What you need to do: Rewrite the lines below, changing every "top-left corner" to "upper-left corner" and leaving everything else as it is.

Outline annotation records
______________________________

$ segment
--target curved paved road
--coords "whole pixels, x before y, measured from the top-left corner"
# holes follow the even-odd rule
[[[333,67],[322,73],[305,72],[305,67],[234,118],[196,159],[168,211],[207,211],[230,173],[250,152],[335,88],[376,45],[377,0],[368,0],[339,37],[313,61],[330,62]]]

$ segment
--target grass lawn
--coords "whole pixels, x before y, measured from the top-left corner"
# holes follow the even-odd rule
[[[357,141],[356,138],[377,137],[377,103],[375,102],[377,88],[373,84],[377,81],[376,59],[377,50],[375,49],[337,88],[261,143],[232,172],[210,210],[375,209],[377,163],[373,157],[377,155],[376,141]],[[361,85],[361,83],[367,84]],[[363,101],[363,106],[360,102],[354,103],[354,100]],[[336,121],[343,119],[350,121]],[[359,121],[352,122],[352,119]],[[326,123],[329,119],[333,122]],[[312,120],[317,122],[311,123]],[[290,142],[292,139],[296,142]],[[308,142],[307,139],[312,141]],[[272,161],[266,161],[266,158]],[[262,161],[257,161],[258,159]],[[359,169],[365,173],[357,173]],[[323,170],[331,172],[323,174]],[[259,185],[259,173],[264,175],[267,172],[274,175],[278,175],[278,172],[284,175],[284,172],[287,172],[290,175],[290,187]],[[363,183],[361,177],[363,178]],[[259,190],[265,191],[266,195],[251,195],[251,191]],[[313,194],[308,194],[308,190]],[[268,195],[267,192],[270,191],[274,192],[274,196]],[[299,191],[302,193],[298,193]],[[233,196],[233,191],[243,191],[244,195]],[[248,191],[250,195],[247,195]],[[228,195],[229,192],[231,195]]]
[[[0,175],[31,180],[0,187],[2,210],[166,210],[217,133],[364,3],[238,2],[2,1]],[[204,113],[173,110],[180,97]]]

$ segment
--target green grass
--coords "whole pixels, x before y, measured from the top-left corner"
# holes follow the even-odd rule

______________________________

Task result:
$ segment
--target curved paved road
--coords "whole pixels, x before y, measured from the upper-left corner"
# holes follow the even-odd rule
[[[333,67],[322,73],[305,72],[305,67],[234,118],[196,159],[168,211],[207,211],[230,173],[250,152],[335,88],[376,45],[377,0],[368,0],[339,37],[313,61],[330,62]]]

$ segment
--target grass lawn
--coords "whole pixels, x before y, measured from the upper-left corner"
# holes follow the even-odd rule
[[[357,141],[356,138],[377,137],[377,103],[375,102],[377,88],[373,84],[377,81],[376,59],[377,50],[375,49],[337,88],[261,143],[232,172],[210,210],[375,209],[377,163],[373,157],[377,155],[376,141]],[[361,85],[361,83],[367,84]],[[363,101],[363,106],[360,102],[354,103],[354,100]],[[336,121],[343,119],[350,121]],[[359,121],[352,122],[352,119]],[[326,123],[329,119],[333,122]],[[312,120],[317,122],[311,123]],[[290,142],[292,139],[296,142]],[[308,142],[307,139],[312,141]],[[272,161],[266,161],[266,158]],[[262,161],[257,161],[258,159]],[[359,169],[365,173],[357,173]],[[323,170],[331,172],[323,174]],[[259,185],[259,173],[264,175],[267,172],[274,175],[278,175],[278,172],[284,175],[284,172],[287,172],[290,175],[290,187]],[[363,183],[361,177],[363,178]],[[259,190],[265,191],[266,195],[251,195],[251,191]],[[313,194],[308,194],[308,190]],[[268,195],[267,192],[270,191],[274,192],[274,196]],[[299,191],[302,193],[298,193]],[[233,196],[233,191],[243,191],[244,195]],[[248,191],[250,195],[247,195]],[[228,195],[229,192],[231,195]]]
[[[0,175],[31,180],[0,187],[2,210],[166,210],[217,133],[364,3],[238,2],[2,1]],[[204,113],[173,110],[180,97]]]

$ segment
--target green grass
--coords "whole pixels, x before y, measured from the upper-left corner"
# holes follow the even-odd rule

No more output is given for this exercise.